┌──

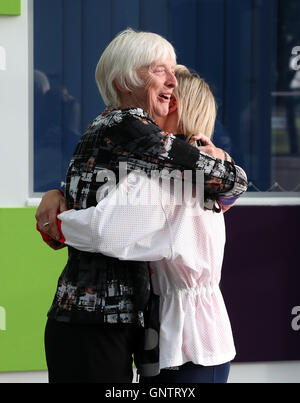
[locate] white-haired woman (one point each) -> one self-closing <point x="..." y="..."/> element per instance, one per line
<point x="94" y="323"/>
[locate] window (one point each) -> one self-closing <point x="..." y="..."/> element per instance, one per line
<point x="242" y="48"/>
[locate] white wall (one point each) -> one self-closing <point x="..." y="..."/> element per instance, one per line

└──

- [Problem to work on]: Swap "window" for "curtain" everywhere in the records above and write them out again with nothing else changed. Leave the pictures out.

- [Correct result]:
[locate] white-haired woman (one point each) -> one self-closing <point x="..." y="..."/> element per instance, one per line
<point x="94" y="323"/>
[locate] curtain (one point each) -> one self-closing <point x="..." y="..."/> element per instance, one per line
<point x="242" y="48"/>
[locate] white wall (one point each) -> one self-closing <point x="..." y="..."/> element per instance, one per line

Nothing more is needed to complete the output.